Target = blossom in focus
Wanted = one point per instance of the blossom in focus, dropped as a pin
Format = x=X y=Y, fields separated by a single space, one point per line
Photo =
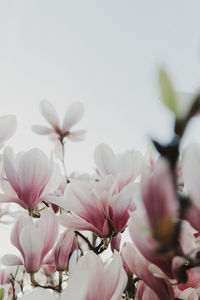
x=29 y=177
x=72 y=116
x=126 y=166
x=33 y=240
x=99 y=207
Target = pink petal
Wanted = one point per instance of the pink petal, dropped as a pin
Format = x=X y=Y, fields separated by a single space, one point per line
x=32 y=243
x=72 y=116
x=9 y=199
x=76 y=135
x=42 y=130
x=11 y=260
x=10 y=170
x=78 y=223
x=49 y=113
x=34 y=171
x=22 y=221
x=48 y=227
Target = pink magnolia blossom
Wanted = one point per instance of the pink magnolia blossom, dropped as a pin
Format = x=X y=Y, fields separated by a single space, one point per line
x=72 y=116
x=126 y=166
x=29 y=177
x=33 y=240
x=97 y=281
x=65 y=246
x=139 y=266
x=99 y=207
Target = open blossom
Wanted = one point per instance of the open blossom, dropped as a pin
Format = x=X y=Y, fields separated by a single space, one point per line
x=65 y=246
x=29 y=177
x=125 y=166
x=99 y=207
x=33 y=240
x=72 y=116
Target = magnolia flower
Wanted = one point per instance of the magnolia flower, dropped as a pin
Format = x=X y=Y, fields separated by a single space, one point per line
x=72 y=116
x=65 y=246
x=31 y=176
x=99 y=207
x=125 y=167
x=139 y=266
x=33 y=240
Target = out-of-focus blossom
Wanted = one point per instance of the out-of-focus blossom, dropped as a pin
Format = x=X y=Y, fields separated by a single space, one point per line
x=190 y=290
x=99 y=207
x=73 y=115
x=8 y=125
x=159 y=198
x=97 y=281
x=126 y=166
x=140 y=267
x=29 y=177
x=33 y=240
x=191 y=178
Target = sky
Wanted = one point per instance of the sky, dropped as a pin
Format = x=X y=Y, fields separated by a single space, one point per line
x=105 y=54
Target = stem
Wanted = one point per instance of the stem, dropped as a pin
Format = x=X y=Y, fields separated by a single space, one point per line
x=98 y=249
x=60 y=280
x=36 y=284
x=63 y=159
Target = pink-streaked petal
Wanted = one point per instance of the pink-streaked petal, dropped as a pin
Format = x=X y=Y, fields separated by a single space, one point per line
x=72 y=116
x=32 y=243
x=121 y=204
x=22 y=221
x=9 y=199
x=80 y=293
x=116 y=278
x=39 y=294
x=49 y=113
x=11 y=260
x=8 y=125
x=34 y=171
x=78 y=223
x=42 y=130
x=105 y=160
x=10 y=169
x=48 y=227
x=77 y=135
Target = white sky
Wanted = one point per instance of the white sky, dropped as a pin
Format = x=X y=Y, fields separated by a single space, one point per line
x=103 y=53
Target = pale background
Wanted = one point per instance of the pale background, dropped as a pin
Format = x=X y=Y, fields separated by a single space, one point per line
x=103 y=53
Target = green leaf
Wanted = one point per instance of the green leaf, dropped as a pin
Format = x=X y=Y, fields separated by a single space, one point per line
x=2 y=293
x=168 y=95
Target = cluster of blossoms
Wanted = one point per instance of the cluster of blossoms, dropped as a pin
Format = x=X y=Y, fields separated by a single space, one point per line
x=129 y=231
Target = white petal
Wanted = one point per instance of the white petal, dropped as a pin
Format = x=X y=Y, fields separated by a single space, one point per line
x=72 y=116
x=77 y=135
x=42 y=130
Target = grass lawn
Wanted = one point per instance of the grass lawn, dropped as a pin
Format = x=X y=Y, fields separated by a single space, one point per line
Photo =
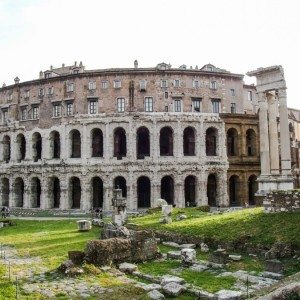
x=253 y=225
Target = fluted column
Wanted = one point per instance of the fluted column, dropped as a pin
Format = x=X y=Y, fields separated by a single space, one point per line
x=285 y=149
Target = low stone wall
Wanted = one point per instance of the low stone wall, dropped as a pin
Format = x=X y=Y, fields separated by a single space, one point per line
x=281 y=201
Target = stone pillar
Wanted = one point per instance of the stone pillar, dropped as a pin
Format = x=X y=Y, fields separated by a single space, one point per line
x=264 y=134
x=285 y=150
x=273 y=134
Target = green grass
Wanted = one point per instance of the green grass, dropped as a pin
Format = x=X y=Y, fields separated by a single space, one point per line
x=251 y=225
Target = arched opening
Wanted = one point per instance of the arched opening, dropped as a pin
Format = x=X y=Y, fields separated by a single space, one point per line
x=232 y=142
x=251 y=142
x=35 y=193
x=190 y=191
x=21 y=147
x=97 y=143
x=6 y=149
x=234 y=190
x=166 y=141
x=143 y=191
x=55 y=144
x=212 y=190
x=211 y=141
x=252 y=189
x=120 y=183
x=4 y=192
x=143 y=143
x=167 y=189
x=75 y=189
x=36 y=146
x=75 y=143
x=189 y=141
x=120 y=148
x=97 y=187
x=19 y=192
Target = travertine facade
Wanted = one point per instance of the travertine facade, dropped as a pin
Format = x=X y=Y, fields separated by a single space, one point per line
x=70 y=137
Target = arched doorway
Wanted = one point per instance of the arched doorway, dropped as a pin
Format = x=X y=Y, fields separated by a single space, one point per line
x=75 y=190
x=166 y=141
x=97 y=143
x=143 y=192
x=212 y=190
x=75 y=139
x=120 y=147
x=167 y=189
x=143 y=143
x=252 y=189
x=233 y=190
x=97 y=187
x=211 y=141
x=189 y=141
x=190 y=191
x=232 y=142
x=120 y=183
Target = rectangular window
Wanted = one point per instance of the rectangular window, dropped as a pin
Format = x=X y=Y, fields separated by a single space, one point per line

§ Task statement:
Write out all of the rows above word for word, leaving out the pictures.

§ Exercise output:
Target = blossom in focus
Wanted = one point per instance of the blossom in focus, dropped as a pin
Format = x=X y=Y, fields separated by a single space, one point per line
Photo =
x=29 y=177
x=72 y=116
x=126 y=166
x=33 y=240
x=99 y=207
Target = pink petal
Wanted = one point per instance of the pink petal, dropped as a pin
Format = x=X y=Y, fields separated by a single space, one point per line
x=32 y=243
x=72 y=116
x=9 y=199
x=76 y=135
x=42 y=130
x=11 y=260
x=10 y=170
x=78 y=223
x=49 y=113
x=34 y=171
x=22 y=221
x=48 y=227
Target = pink magnolia blossom
Wanted = one point per instance of the pink magnolia blossom, dropped as a pin
Format = x=X y=Y, fields separated by a single space, one point per line
x=72 y=116
x=126 y=166
x=29 y=177
x=33 y=240
x=97 y=281
x=65 y=246
x=139 y=266
x=99 y=207
Target = open blossom
Wanted = one point per instance of the open blossom, dropped as a pin
Format = x=X y=Y, fields separated by a single space, one point per line
x=65 y=246
x=29 y=177
x=125 y=166
x=99 y=207
x=33 y=240
x=72 y=116
Target = magnolia flower
Wanted = one point per instance of the magnolia flower, dropped as a pin
Format = x=X y=Y, fields separated by a single space, one point per line
x=72 y=116
x=65 y=246
x=31 y=176
x=99 y=207
x=125 y=167
x=139 y=266
x=33 y=240
Target = out-of-focus blossom
Wanted = one point per instance of the out-of-focus blossom, dropped as a pin
Format = x=X y=Y, fields separated by a single space, one point per line
x=190 y=290
x=99 y=207
x=73 y=115
x=8 y=125
x=159 y=198
x=97 y=281
x=126 y=166
x=140 y=267
x=29 y=177
x=33 y=240
x=191 y=178
Target = sky
Wanted = one point per instance of the sky, dropped as a pin
Format = x=X y=Y, fields separated by a single space, one point per line
x=105 y=54
Target = stem
Wanted = one point per instance of the stem, dropped as a pin
Format = x=X y=Y, fields separated by a single space, one point per line
x=98 y=249
x=60 y=280
x=36 y=284
x=63 y=159
Target = pink-streaked petal
Wanted = one point per instance of the pink-streaked petal, dropped as a pin
Format = x=X y=Y, fields separated by a single space, one point per line
x=72 y=116
x=32 y=243
x=121 y=204
x=22 y=221
x=9 y=199
x=80 y=293
x=116 y=278
x=39 y=294
x=49 y=113
x=11 y=260
x=8 y=125
x=34 y=171
x=78 y=223
x=42 y=130
x=105 y=160
x=10 y=169
x=48 y=227
x=77 y=135
Target = white sky
Wanted = one point per instance of the white sky, dropped as a pin
Format = x=X y=Y, fields separated by a single space, one point per line
x=103 y=53
Target = pale background
Wanted = one point per instance of the pale background, dropped as a pin
Format = x=X y=Y, fields separated by a single space, one point per line
x=103 y=53
Target = green leaf
Wanted = one point per instance of the green leaf, dropped as a pin
Format = x=X y=Y, fields separated by a single space, one point per line
x=2 y=293
x=168 y=95
Target = cluster of blossoms
Wanted = one point per instance of the cluster of blossoms, dropped as a pin
Format = x=X y=Y, fields separated by a single space, one point per line
x=129 y=231
Target = white petal
Wanted = one point per instance of the white petal, dropped as a pin
Format = x=X y=Y, fields separated by a single space, one point per line
x=72 y=116
x=77 y=135
x=42 y=130
Target = grass lawn
Wanted = one point per instance of the grass lawn, dropped as a pin
Format = x=X y=Y, fields separated by a single space, one point per line
Photo =
x=253 y=225
Target = fluted column
Wanted = one point per instance of the fluted column, dropped as a pin
Format = x=X y=Y, fields separated by a single space, one point per line
x=285 y=149
Target = low stone wall
Wanted = one point per instance of the low stone wall, dropped as a pin
Format = x=X y=Y, fields separated by a single space, one point per line
x=281 y=201
Target = stone pillar
Wanted = one point per instance of the stone pillar, dropped as a pin
Format = x=X y=Y, fields separated by a single space, one point per line
x=264 y=134
x=285 y=150
x=273 y=134
Target = green grass
Wanted = one point per instance of the green grass, dropped as a pin
Format = x=X y=Y, fields separated by a single space, one point per line
x=251 y=225
Target = arched opening
Wanted = one point per instance of the arched opening, dropped as a pin
Format = x=X y=Y, fields separated by a single space, one point per line
x=232 y=142
x=251 y=142
x=35 y=193
x=190 y=191
x=21 y=147
x=97 y=143
x=6 y=149
x=234 y=190
x=166 y=141
x=143 y=191
x=55 y=144
x=212 y=190
x=211 y=141
x=252 y=189
x=120 y=183
x=4 y=192
x=143 y=143
x=167 y=189
x=75 y=189
x=36 y=146
x=75 y=143
x=189 y=141
x=120 y=148
x=97 y=187
x=19 y=192
Target = travertine facade
Wanted = one point per instance of the travertine facade, dropped as a pin
Format = x=X y=Y, fields separated by a single space, one point per line
x=70 y=137
Target = arched doorway
Wanted = one point per instance of the arched doorway, dropped as a pin
Format = x=X y=Y, fields separated by a single space, one point per line
x=75 y=190
x=166 y=141
x=97 y=143
x=143 y=192
x=212 y=190
x=75 y=139
x=120 y=147
x=167 y=189
x=143 y=143
x=252 y=189
x=233 y=190
x=97 y=187
x=211 y=141
x=189 y=141
x=190 y=191
x=232 y=142
x=120 y=183
Target = rectangular window
Wanted = one point per instance of the rectangular window, dropped as a pin
Format = x=X y=Y, fields separated by a single space, one point per line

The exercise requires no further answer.